> EXERCISE PROMPT
From the listing below, pick out and copy each line that contains the word "glass".

"""

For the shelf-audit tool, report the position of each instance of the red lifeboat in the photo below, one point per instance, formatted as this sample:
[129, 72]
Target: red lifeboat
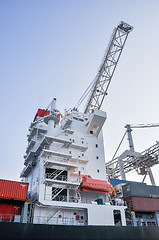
[94, 185]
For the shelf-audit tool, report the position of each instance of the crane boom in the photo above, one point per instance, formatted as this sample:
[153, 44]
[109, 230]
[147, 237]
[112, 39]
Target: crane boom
[142, 125]
[107, 68]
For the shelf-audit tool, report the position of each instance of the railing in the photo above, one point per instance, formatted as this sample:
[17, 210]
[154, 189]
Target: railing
[62, 198]
[9, 217]
[59, 221]
[57, 159]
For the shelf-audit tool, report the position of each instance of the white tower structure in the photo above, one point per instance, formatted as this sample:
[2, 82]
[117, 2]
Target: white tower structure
[64, 161]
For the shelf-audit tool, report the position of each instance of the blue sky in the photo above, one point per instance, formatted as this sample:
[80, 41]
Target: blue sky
[54, 49]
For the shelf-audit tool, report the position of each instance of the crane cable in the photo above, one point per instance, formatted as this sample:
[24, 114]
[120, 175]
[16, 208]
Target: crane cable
[85, 94]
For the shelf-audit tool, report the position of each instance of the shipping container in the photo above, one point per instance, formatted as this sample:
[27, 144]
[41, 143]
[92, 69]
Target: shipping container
[115, 182]
[13, 190]
[140, 190]
[139, 204]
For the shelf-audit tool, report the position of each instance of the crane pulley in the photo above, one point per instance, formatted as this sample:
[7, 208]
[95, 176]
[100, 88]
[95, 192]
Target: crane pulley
[101, 82]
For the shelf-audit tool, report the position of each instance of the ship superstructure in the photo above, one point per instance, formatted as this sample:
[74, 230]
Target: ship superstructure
[64, 161]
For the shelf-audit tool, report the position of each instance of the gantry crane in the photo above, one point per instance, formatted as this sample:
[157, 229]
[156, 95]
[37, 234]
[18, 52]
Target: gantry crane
[98, 88]
[131, 160]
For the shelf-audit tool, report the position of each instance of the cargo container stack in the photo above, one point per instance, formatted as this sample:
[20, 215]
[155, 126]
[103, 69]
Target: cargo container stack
[143, 202]
[12, 198]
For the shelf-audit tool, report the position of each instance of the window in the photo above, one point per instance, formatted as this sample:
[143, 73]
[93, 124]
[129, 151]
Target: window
[117, 218]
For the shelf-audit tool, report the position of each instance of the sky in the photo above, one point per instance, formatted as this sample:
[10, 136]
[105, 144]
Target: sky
[54, 48]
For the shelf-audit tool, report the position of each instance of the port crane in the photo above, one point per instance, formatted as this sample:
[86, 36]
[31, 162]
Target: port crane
[131, 160]
[98, 89]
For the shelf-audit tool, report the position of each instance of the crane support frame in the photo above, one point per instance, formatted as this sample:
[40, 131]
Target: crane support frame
[107, 68]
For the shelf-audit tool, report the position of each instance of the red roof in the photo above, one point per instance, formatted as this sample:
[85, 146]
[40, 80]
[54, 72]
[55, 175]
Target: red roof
[13, 190]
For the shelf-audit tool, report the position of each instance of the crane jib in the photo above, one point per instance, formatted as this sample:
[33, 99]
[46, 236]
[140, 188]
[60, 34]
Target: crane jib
[107, 68]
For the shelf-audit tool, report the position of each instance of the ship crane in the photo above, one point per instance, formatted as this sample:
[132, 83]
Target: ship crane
[132, 160]
[99, 87]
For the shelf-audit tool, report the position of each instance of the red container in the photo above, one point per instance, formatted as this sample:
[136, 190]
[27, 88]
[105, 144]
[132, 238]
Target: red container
[13, 190]
[143, 204]
[9, 210]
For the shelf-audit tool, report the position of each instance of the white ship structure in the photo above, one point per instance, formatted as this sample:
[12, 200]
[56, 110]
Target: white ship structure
[65, 160]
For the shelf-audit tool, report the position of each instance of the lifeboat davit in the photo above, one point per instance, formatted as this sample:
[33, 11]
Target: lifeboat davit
[94, 185]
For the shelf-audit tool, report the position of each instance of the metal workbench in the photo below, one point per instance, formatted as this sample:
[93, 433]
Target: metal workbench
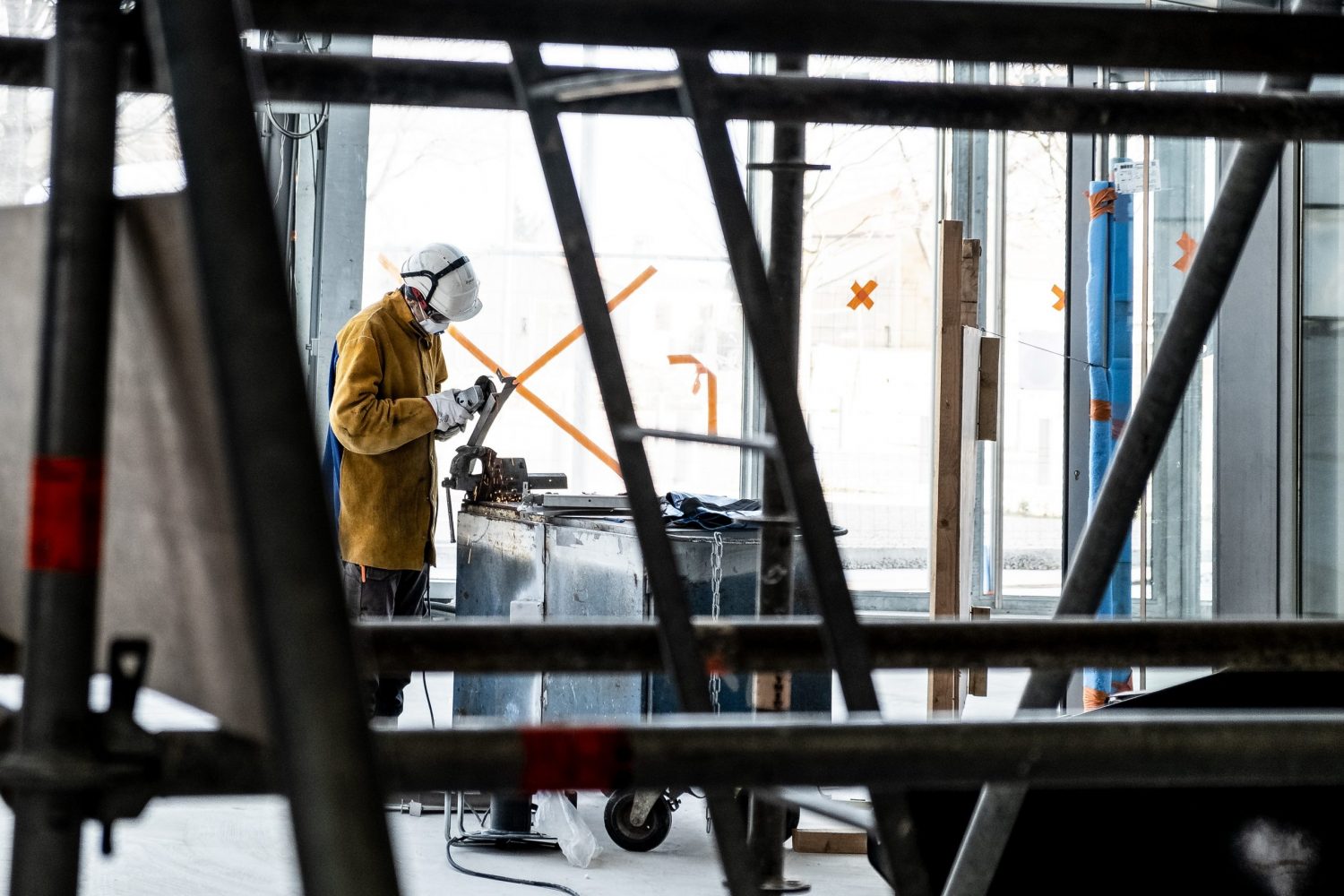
[527, 564]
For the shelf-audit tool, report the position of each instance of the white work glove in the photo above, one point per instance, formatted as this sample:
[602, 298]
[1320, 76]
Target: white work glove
[449, 413]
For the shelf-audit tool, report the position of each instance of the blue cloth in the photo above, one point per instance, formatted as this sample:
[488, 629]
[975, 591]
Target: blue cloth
[710, 512]
[332, 452]
[1109, 373]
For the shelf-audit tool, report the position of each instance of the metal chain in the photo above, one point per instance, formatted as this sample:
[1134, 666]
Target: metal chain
[715, 605]
[715, 587]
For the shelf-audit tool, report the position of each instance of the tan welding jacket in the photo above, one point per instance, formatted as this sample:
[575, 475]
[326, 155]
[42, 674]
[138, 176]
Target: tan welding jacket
[384, 368]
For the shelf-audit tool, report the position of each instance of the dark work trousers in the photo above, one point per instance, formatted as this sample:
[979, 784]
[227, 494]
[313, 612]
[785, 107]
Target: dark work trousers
[384, 594]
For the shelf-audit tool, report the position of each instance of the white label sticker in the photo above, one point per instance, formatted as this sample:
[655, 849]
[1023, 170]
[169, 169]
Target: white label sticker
[1129, 177]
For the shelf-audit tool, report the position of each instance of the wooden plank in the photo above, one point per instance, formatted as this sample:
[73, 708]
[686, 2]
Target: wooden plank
[945, 551]
[970, 282]
[847, 841]
[986, 413]
[771, 691]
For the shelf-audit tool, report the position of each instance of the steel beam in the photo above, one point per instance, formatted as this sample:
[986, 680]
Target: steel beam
[1244, 191]
[846, 642]
[903, 29]
[284, 528]
[798, 643]
[1150, 750]
[1204, 750]
[768, 821]
[67, 470]
[676, 638]
[483, 85]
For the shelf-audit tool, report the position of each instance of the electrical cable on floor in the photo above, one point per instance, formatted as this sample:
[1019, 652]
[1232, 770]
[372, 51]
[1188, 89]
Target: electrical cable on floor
[502, 877]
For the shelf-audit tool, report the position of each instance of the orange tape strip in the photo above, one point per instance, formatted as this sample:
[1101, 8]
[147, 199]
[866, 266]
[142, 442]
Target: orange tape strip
[538, 403]
[1102, 202]
[714, 387]
[578, 331]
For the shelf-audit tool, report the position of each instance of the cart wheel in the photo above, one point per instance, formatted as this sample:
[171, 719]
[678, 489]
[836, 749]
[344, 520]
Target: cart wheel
[628, 836]
[790, 820]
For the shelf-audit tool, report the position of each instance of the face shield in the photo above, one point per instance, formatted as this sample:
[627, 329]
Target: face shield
[424, 314]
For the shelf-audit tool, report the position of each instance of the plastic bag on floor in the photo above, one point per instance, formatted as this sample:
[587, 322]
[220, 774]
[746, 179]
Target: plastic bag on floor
[556, 817]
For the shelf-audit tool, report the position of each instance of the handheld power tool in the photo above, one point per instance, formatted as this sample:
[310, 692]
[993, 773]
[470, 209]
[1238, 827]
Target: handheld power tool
[472, 400]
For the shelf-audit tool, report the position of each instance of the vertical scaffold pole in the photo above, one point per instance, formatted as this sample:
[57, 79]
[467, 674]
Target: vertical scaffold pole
[67, 466]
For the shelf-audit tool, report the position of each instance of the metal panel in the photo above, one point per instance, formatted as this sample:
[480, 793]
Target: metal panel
[593, 573]
[1246, 424]
[500, 559]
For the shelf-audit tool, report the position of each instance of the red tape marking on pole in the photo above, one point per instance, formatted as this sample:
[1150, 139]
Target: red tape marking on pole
[575, 759]
[65, 528]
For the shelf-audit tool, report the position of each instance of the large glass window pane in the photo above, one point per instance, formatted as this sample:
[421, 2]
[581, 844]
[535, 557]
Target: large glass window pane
[473, 179]
[1035, 196]
[866, 373]
[1322, 374]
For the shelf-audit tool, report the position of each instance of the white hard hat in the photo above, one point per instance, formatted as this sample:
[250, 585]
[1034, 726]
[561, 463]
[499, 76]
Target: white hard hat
[445, 280]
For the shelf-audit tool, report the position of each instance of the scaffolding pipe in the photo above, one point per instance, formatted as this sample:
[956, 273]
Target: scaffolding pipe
[798, 645]
[67, 466]
[1187, 748]
[288, 557]
[768, 821]
[846, 642]
[965, 30]
[676, 638]
[1250, 174]
[1150, 750]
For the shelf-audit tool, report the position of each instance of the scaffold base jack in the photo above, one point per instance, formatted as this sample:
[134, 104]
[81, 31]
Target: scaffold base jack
[511, 825]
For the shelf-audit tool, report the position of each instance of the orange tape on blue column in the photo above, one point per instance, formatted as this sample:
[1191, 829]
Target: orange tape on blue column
[575, 759]
[65, 522]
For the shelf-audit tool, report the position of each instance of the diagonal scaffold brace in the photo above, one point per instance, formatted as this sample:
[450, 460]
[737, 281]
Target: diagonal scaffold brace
[1245, 187]
[847, 643]
[676, 637]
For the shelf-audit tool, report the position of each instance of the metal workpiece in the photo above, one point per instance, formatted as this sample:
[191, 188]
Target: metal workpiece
[676, 638]
[846, 642]
[798, 645]
[284, 527]
[965, 30]
[67, 471]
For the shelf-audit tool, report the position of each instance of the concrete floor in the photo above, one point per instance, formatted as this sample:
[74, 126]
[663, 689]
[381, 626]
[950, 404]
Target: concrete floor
[244, 847]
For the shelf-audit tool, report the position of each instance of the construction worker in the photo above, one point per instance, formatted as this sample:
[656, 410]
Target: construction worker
[387, 408]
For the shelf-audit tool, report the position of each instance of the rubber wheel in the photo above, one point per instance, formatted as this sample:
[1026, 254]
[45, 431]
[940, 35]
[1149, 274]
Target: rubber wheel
[636, 839]
[790, 820]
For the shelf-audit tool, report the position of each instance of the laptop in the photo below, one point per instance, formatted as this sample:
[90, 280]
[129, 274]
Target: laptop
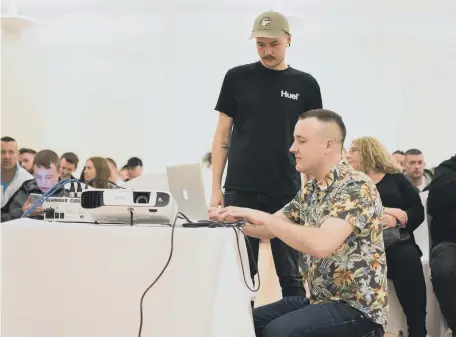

"""

> WRITTEN ANSWER
For the shelf-audit tool, report the position of each instance of the large glass window pane in the photo above, one point per instance, formatted as this sample:
Target: large glass window pane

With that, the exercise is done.